> **文本片段**
···
In [None]:
# 第一个cell - 添加项目路径
import sys
import os
sys.path.append('..')  # 添加项目根目录到Python路径

# 导入库
import torch
import matplotlib.pyplot as plt
import numpy as np
from src.data.loader import load_mnist_data
from src.data.preprocessing import visualize_samples, print_data_summary

In [None]:
# 第二个cell - 加载和探索数据
train_loader, test_loader = load_mnist_data(batch_size=64)
# 打印数据摘要
print_data_summary(train_loader, test_loader)

In [None]:
# 第三个cell - 可视化样本
visualize_samples(train_loader, num_samples=8)

In [None]:
# 第四个cell - 数据分布分析
import seaborn as sns

# 获取类别分布
def get_class_distribution(data_loader):
    class_counts = torch.zeros(10)
    for _, labels in data_loader:
        for label in labels:
            class_counts[label] += 1
    return class_counts

train_class_counts = get_class_distribution(train_loader)
···
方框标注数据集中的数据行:

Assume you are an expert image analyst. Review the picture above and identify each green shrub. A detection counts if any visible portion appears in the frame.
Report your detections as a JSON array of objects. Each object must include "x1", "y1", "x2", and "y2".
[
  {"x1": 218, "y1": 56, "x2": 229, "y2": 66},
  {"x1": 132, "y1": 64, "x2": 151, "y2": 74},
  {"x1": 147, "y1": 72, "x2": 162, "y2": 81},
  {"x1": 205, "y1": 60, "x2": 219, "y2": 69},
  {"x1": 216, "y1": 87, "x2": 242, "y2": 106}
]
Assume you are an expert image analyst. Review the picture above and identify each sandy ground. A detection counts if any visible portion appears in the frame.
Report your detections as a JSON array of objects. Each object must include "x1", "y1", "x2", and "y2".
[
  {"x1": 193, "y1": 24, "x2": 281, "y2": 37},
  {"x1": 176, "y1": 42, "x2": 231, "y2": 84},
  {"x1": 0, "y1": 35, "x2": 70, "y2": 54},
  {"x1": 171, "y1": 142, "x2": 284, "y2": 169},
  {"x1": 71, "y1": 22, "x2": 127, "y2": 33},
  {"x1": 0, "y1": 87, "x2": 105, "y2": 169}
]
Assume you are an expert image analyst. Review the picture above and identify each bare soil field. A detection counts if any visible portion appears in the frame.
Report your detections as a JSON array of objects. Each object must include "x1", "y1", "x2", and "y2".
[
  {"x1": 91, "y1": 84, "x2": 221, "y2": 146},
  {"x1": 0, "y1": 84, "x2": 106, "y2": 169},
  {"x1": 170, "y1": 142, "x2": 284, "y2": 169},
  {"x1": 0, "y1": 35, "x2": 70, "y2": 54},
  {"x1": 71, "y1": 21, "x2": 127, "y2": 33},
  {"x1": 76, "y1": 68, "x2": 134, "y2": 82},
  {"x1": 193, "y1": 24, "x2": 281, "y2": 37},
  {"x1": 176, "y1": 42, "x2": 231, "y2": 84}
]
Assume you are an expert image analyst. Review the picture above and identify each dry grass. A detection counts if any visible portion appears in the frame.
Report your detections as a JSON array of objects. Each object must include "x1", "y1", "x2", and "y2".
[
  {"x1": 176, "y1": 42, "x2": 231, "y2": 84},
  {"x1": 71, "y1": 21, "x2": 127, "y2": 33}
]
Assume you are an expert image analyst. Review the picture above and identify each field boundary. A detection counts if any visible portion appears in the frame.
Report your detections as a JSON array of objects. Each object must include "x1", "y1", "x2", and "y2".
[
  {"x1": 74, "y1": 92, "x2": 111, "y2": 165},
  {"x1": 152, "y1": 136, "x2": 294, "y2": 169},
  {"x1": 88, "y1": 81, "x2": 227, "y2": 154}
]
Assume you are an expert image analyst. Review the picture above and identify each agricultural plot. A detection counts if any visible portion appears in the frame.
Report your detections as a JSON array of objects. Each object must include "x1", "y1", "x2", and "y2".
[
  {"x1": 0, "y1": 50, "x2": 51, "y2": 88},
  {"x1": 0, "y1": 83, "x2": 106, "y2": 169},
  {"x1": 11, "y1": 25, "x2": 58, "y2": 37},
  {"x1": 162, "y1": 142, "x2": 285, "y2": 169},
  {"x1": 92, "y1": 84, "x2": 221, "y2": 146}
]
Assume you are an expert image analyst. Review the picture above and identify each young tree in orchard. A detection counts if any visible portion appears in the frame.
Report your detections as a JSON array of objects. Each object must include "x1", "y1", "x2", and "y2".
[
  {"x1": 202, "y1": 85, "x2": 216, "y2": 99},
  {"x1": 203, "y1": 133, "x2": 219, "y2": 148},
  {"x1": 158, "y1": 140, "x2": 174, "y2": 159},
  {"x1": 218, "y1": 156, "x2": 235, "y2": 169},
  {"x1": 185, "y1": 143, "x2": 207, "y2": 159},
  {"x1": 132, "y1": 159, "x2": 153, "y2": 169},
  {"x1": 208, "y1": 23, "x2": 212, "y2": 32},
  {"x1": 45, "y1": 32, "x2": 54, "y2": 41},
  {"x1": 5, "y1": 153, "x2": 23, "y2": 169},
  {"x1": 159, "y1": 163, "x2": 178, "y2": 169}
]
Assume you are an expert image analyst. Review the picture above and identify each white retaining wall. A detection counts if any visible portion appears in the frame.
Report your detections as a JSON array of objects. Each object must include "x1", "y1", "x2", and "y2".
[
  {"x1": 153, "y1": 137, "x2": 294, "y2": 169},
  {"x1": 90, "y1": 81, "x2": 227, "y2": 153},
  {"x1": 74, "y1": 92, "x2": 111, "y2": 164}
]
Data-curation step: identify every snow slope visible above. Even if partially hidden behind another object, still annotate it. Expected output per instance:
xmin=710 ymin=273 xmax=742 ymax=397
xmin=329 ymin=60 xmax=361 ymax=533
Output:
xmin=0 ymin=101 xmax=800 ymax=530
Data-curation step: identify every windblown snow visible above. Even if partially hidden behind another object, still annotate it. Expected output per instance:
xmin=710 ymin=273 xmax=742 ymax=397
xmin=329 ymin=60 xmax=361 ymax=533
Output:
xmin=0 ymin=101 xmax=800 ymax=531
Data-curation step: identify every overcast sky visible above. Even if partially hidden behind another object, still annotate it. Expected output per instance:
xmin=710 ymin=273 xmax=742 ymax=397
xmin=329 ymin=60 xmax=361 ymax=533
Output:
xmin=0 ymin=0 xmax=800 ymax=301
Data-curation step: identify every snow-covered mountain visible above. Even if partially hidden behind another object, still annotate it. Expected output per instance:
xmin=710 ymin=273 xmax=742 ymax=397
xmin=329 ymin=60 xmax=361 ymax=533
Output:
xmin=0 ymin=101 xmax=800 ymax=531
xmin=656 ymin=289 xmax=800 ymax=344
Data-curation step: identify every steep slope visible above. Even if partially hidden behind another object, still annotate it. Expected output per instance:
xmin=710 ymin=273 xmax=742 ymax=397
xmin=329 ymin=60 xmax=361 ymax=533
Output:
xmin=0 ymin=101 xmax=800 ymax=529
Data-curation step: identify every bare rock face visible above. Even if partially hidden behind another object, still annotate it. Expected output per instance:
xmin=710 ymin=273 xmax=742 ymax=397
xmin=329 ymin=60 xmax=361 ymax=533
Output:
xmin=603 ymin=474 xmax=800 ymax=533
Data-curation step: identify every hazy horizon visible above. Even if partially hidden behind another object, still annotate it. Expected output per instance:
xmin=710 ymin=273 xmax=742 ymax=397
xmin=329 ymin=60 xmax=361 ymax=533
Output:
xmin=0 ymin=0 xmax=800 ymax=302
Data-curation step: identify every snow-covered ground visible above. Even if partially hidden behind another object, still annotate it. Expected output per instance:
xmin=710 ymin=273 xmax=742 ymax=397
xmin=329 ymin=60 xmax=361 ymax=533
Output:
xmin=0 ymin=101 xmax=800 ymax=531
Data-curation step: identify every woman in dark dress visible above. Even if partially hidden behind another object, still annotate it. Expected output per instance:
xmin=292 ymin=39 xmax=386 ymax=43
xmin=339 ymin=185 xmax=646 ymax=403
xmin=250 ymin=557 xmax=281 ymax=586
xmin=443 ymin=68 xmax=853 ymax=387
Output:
···
> **任务要求**
A: 根据上面的 MNIST 数据探索代码回答：
(i) 调用 load_mnist_data 时，batch_size 设为多少？
(ii) 调用 visualize_samples 时，num_samples 的值是多少？
(iii) 在 get_class_distribution 函数中，class_counts 是用哪条语句初始化的？
B: 接着上面的 MNIST 数据探索代码往下写。

> **任务答案**
A:
(i) 64
(ii) 8
(iii) torch.zeros(10)

B:
test_class_counts = get_class_distribution(test_loader)

# 绘制类别分布图
fig, (ax1, ax2) = plt.subplots(1, 2, figsize=(15, 5))

# 训练集分布
ax1.bar(range(10), train_class_counts.numpy())
ax1.set_title('训练集类别分布')
ax1.set_xlabel('数字')
ax1.set_ylabel('样本数量')
ax1.set_xticks(range(10))

# 测试集分布
ax2.bar(range(10), test_class_counts.numpy())
ax2.set_title('测试集类别分布')
ax2.set_xlabel('数字')
ax2.set_ylabel('样本数量')
ax2.set_xticks(range(10))

plt.tight_layout()
plt.show()